§ TASK STATEMENT: In the data below, find the line with "Where can you spot the low-growing" and output it along with every later line, exactly, but not the pictures.

§ Saved data entries:
"""

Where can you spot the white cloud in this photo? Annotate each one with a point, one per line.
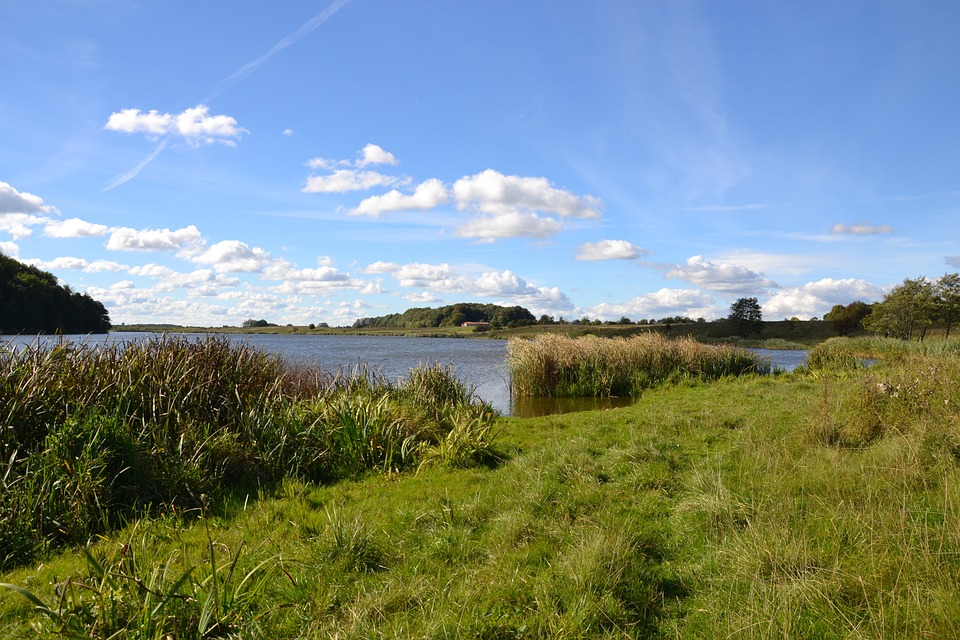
(422, 297)
(74, 228)
(18, 225)
(665, 302)
(152, 270)
(344, 180)
(509, 225)
(817, 298)
(426, 196)
(720, 276)
(496, 194)
(381, 267)
(861, 229)
(195, 125)
(308, 281)
(785, 263)
(433, 276)
(13, 201)
(609, 250)
(234, 256)
(373, 154)
(506, 284)
(9, 249)
(78, 264)
(126, 239)
(134, 121)
(503, 283)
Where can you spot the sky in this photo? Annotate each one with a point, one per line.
(205, 163)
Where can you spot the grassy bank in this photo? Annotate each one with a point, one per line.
(812, 505)
(96, 435)
(793, 333)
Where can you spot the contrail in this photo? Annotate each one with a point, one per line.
(285, 42)
(116, 182)
(236, 77)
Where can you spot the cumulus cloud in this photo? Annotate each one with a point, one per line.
(817, 298)
(433, 276)
(421, 297)
(13, 201)
(509, 225)
(374, 154)
(426, 196)
(19, 209)
(860, 229)
(350, 176)
(344, 180)
(506, 284)
(720, 276)
(665, 302)
(609, 250)
(78, 264)
(127, 239)
(324, 276)
(19, 225)
(517, 206)
(381, 267)
(74, 228)
(790, 264)
(195, 125)
(233, 256)
(496, 194)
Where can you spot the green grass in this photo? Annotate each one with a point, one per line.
(95, 436)
(814, 505)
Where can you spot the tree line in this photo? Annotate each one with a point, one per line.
(451, 316)
(33, 302)
(914, 306)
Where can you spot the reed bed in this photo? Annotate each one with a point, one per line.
(849, 353)
(559, 366)
(92, 436)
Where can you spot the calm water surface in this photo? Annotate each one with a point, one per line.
(480, 364)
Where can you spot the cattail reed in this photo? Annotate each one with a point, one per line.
(559, 366)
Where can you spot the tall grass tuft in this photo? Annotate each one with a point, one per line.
(91, 437)
(554, 365)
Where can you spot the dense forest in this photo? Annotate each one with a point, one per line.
(451, 316)
(32, 302)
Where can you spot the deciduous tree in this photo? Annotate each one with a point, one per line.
(746, 317)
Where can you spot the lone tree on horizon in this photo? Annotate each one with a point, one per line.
(746, 317)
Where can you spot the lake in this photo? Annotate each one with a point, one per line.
(480, 364)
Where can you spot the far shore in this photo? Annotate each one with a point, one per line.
(784, 334)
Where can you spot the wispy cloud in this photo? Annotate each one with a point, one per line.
(232, 80)
(860, 229)
(129, 175)
(306, 29)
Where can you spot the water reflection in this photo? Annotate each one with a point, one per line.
(535, 407)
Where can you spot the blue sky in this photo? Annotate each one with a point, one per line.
(209, 162)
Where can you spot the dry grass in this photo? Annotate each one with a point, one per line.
(553, 365)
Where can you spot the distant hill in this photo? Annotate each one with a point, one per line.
(451, 316)
(32, 302)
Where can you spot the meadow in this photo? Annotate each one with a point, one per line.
(821, 503)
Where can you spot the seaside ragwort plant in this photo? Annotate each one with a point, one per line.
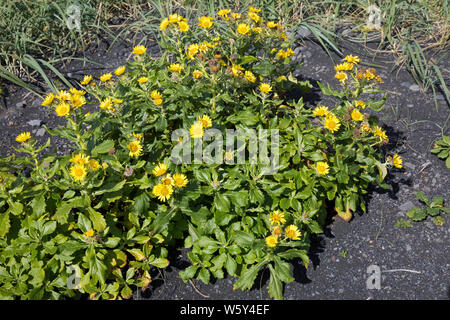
(113, 209)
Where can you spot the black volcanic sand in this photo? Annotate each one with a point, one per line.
(414, 262)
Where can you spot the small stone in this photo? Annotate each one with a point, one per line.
(35, 123)
(40, 132)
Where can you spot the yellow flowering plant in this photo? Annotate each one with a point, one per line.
(113, 208)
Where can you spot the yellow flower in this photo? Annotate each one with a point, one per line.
(360, 104)
(63, 95)
(292, 232)
(332, 123)
(206, 22)
(135, 148)
(397, 161)
(265, 87)
(243, 28)
(192, 50)
(105, 77)
(167, 180)
(164, 24)
(142, 80)
(184, 26)
(352, 59)
(322, 168)
(77, 100)
(162, 191)
(272, 24)
(321, 111)
(197, 74)
(206, 121)
(120, 70)
(106, 104)
(48, 99)
(250, 76)
(78, 172)
(271, 241)
(86, 80)
(180, 180)
(80, 159)
(139, 49)
(24, 136)
(357, 115)
(277, 218)
(341, 76)
(94, 165)
(159, 170)
(175, 67)
(155, 94)
(90, 233)
(224, 14)
(196, 130)
(62, 109)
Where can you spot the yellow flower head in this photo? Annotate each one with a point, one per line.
(265, 87)
(397, 161)
(250, 76)
(206, 121)
(196, 130)
(86, 80)
(63, 95)
(243, 28)
(206, 22)
(197, 74)
(62, 109)
(277, 218)
(142, 80)
(135, 148)
(77, 100)
(120, 70)
(184, 26)
(271, 241)
(322, 168)
(357, 115)
(48, 99)
(175, 67)
(292, 232)
(332, 123)
(180, 180)
(162, 191)
(159, 170)
(321, 111)
(105, 77)
(78, 172)
(164, 24)
(352, 59)
(24, 136)
(139, 49)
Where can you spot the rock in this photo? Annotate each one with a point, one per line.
(40, 132)
(406, 206)
(35, 123)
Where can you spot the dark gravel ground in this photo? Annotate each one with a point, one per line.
(414, 262)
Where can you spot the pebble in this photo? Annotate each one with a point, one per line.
(34, 123)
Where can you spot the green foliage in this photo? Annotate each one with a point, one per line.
(442, 149)
(114, 208)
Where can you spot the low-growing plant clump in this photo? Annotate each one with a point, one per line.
(98, 221)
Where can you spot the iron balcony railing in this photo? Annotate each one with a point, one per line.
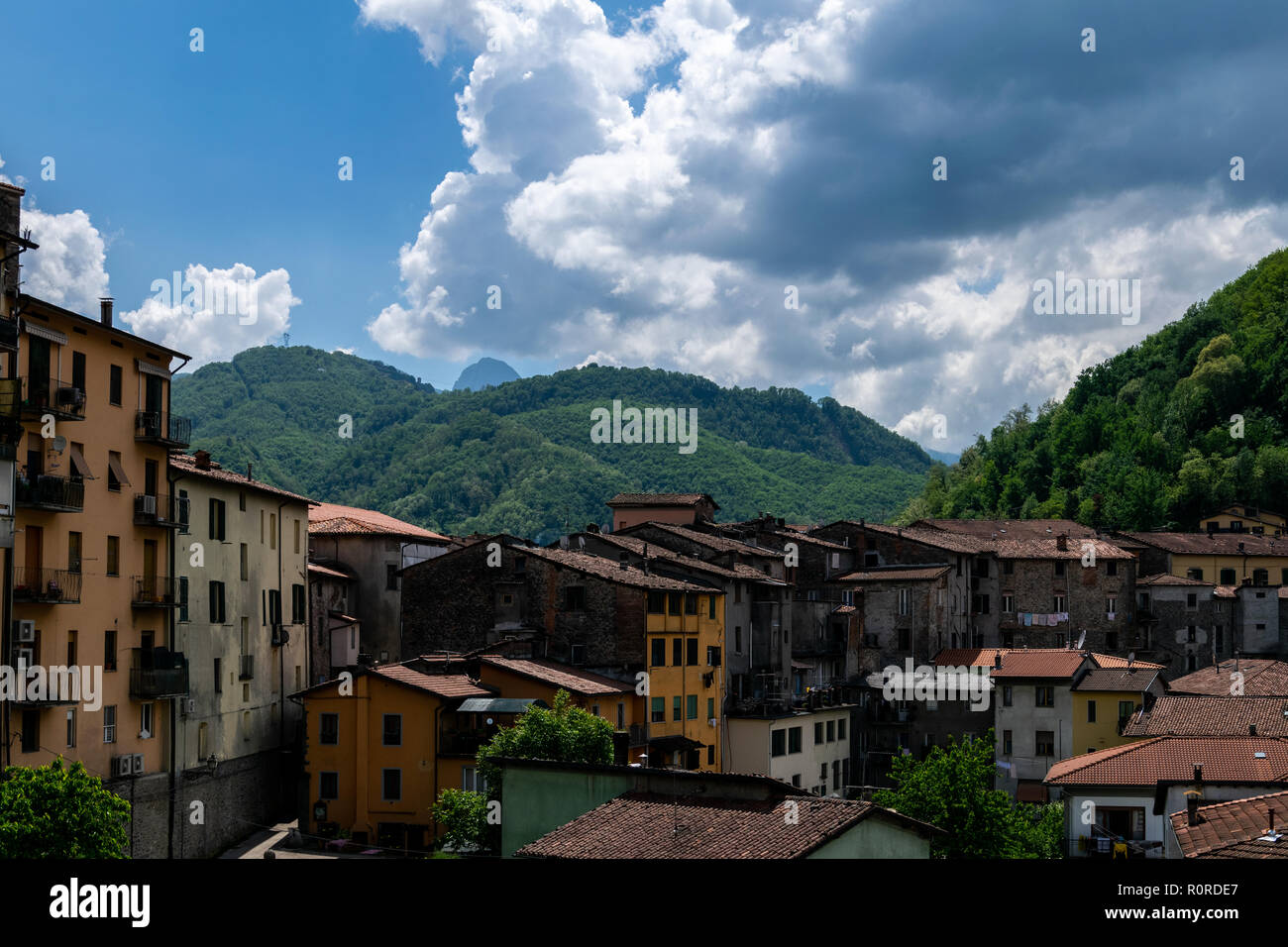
(158, 673)
(155, 591)
(51, 492)
(160, 509)
(62, 399)
(51, 586)
(158, 427)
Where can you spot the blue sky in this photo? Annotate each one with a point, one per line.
(647, 183)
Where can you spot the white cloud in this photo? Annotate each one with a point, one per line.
(215, 313)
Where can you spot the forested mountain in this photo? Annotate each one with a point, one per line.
(1186, 421)
(519, 458)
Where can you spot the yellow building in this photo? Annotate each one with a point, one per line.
(91, 581)
(1104, 698)
(1239, 518)
(686, 678)
(372, 753)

"""

§ REPLY:
Where can you spot the low-growing plant clump in this photo? Annotate each one with a point, one per line.
(98, 221)
Where can you spot the iron balcony railing in this photo? Annotate each one with a point, one per line.
(158, 673)
(155, 591)
(51, 492)
(160, 509)
(62, 399)
(51, 586)
(158, 427)
Where can you spot the blue sky in this photo? Annotate each one with a point, one per line.
(647, 183)
Where can you spot the white cloud in this photo? Annotate each one with a point, one per line.
(215, 313)
Where can you spot the forested mountain in this photo? Annotate each one with a point, one per line.
(1186, 421)
(519, 458)
Where can you spot the yellow building in this photo? Annotate each one with a point, one per line.
(91, 581)
(1104, 698)
(1239, 518)
(686, 678)
(372, 753)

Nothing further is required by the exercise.